> [Brief] Look below for the line with "trace the outline of every instance of the tree". Extract that line and each one after it through the last, word for word.

> [Input data]

• • • • • • •

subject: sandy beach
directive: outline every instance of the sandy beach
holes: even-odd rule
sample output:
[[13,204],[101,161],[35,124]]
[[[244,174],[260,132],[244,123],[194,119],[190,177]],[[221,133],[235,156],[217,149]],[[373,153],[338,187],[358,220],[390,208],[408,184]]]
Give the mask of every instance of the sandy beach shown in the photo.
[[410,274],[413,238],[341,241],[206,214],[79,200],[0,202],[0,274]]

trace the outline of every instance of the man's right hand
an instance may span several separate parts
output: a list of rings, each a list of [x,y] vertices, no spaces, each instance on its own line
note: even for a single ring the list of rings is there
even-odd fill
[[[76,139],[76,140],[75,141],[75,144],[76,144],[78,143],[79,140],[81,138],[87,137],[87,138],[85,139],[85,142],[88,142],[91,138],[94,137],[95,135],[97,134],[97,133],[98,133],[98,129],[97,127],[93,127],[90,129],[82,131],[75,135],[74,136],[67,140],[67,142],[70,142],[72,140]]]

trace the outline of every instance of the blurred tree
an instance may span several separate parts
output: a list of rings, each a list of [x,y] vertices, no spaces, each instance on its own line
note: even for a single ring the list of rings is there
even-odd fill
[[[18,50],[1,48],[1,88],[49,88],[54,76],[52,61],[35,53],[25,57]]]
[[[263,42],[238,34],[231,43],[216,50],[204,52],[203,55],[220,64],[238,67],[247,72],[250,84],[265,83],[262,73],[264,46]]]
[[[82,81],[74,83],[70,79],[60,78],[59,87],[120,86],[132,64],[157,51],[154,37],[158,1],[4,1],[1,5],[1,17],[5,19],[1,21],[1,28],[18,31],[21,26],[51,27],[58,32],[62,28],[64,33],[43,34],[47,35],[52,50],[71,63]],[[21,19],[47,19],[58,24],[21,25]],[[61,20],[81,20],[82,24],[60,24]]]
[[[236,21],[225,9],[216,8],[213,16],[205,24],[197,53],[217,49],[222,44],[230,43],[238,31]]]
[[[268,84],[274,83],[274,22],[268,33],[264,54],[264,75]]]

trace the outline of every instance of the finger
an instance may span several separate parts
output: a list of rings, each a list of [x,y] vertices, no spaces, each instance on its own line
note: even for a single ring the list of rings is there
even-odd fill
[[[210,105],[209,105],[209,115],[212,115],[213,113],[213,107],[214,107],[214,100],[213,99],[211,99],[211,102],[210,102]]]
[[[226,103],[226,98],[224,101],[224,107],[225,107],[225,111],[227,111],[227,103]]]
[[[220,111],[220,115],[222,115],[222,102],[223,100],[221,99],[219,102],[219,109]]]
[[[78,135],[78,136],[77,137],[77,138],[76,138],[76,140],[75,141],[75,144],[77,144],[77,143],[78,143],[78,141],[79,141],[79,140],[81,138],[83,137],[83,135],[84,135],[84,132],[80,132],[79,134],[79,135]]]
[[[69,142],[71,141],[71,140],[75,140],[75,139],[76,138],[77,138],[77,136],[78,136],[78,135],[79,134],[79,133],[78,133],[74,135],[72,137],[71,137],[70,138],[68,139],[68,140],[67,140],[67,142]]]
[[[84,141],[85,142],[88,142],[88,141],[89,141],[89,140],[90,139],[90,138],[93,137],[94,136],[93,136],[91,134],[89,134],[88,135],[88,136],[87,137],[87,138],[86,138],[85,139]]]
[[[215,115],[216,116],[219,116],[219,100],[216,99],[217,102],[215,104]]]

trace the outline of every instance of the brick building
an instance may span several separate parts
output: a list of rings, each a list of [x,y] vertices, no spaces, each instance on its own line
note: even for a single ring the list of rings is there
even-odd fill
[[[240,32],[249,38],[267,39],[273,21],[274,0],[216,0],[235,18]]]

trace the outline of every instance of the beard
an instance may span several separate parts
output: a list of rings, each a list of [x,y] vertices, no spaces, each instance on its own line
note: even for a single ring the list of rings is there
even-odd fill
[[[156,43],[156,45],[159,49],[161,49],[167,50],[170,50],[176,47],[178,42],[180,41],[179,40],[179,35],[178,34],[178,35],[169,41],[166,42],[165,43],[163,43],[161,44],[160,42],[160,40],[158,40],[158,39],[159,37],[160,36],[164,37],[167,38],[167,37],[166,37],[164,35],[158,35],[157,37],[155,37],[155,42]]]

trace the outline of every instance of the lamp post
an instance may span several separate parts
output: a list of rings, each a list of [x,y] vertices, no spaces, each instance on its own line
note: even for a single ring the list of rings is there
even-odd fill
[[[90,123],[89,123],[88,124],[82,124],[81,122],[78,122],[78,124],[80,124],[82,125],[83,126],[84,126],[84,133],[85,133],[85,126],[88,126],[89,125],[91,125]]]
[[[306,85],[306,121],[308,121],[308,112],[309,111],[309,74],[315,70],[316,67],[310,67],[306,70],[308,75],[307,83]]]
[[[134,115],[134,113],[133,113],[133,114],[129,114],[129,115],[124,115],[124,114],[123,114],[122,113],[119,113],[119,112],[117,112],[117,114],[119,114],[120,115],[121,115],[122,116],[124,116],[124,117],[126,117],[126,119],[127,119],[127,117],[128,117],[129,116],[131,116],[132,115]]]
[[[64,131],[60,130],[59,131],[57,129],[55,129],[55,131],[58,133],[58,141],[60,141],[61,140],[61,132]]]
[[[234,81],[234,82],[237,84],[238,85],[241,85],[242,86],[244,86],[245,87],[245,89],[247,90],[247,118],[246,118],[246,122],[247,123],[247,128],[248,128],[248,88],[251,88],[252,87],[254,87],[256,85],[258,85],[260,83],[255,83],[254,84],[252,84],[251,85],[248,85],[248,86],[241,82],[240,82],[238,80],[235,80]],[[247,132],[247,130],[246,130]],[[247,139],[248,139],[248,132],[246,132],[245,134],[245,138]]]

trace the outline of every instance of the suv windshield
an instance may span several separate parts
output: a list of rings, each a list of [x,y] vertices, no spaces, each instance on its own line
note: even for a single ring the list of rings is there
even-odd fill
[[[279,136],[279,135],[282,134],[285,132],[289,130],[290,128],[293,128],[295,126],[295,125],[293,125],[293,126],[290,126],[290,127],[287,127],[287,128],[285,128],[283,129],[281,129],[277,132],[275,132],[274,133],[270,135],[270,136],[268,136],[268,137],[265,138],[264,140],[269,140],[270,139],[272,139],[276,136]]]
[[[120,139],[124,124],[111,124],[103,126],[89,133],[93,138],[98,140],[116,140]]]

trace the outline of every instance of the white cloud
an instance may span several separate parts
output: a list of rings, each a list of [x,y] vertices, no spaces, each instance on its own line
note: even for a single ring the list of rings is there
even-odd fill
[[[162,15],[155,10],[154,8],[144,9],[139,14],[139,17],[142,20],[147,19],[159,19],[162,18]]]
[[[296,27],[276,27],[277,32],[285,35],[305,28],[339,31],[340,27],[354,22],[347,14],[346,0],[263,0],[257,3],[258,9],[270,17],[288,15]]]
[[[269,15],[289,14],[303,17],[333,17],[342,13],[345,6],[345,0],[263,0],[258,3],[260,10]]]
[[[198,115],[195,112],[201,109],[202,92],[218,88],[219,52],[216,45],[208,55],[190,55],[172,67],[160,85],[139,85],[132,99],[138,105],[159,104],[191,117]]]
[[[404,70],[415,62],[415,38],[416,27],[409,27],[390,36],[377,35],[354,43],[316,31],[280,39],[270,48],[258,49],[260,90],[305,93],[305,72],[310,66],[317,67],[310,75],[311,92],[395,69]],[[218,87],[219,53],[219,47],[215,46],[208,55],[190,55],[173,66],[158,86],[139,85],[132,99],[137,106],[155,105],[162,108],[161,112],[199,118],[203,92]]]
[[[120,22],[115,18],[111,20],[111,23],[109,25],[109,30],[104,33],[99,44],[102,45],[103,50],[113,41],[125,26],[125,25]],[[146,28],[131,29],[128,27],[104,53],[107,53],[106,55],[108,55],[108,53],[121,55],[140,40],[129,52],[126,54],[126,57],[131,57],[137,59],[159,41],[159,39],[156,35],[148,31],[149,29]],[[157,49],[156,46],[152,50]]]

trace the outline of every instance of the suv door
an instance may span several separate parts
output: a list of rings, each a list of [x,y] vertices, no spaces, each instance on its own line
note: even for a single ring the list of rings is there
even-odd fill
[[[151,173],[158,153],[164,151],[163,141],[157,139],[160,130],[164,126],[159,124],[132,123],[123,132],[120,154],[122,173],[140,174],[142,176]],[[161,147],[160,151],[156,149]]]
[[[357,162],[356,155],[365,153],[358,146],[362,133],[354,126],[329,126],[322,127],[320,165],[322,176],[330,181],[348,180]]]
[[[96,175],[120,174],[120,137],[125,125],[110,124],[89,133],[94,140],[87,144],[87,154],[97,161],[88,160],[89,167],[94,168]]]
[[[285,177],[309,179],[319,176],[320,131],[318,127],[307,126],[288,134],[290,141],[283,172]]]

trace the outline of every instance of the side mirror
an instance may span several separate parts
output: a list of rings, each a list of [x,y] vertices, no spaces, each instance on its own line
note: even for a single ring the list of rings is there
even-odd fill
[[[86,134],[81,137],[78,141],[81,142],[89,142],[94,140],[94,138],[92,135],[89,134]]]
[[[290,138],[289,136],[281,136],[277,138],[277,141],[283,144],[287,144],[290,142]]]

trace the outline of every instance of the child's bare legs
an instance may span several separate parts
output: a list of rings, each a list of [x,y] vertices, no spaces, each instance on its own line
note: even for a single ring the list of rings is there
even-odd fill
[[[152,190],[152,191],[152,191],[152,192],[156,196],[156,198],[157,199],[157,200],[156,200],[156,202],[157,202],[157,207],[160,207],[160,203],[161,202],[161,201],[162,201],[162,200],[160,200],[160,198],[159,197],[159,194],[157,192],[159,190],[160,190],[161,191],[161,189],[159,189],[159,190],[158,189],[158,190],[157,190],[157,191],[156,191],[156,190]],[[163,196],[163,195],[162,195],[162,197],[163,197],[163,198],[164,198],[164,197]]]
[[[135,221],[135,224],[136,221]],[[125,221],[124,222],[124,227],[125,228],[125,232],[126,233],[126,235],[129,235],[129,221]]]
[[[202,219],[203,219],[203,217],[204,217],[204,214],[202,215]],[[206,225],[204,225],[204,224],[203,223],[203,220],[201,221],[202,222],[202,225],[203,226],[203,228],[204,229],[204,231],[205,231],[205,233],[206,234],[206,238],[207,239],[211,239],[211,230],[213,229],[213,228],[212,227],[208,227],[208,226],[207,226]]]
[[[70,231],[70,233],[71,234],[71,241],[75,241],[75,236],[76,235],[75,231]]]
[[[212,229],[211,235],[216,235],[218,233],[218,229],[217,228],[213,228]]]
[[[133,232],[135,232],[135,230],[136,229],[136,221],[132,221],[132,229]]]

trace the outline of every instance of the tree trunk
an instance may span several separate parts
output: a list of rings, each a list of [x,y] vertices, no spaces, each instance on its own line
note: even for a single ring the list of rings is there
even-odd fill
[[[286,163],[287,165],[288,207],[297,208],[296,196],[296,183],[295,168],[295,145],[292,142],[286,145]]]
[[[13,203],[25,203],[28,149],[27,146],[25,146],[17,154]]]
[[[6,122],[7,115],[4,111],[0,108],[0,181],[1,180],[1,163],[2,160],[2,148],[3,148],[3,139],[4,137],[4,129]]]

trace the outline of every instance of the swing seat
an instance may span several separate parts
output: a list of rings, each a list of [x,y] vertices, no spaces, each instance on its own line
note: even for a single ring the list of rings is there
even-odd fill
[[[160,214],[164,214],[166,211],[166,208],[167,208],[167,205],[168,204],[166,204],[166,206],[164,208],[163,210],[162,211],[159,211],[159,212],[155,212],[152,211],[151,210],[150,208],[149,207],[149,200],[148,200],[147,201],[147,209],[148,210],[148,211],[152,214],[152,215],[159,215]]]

• • • • • • •

> [Solution to this task]
trace the outline of every instance of the tree trunk
an instance may span several separate parts
output: a list of rings, each a list of [x,y] vertices, no spaces, each instance on its own line
note: even for a single ring the list of rings is there
even-odd fill
[[[286,163],[287,165],[288,207],[297,208],[296,196],[296,183],[295,168],[295,145],[292,142],[286,145]]]
[[[13,203],[25,203],[28,149],[27,146],[25,146],[17,154]]]
[[[6,122],[7,115],[4,111],[0,108],[0,181],[1,180],[1,163],[2,160],[2,148],[3,148],[3,139],[4,137],[4,129]]]

trace the outline of every instance of the swing seat
an instance may span several separate parts
output: a list of rings, each a list of [x,y] vertices, no spaces, each instance on its own line
note: even for a single ring the list of rings is there
even-odd fill
[[[160,214],[164,214],[166,211],[166,208],[167,208],[167,205],[168,204],[166,204],[166,206],[164,208],[163,210],[162,211],[159,211],[159,212],[155,212],[152,211],[151,210],[150,208],[149,207],[149,200],[148,200],[147,201],[147,209],[148,210],[148,211],[152,214],[152,215],[159,215]]]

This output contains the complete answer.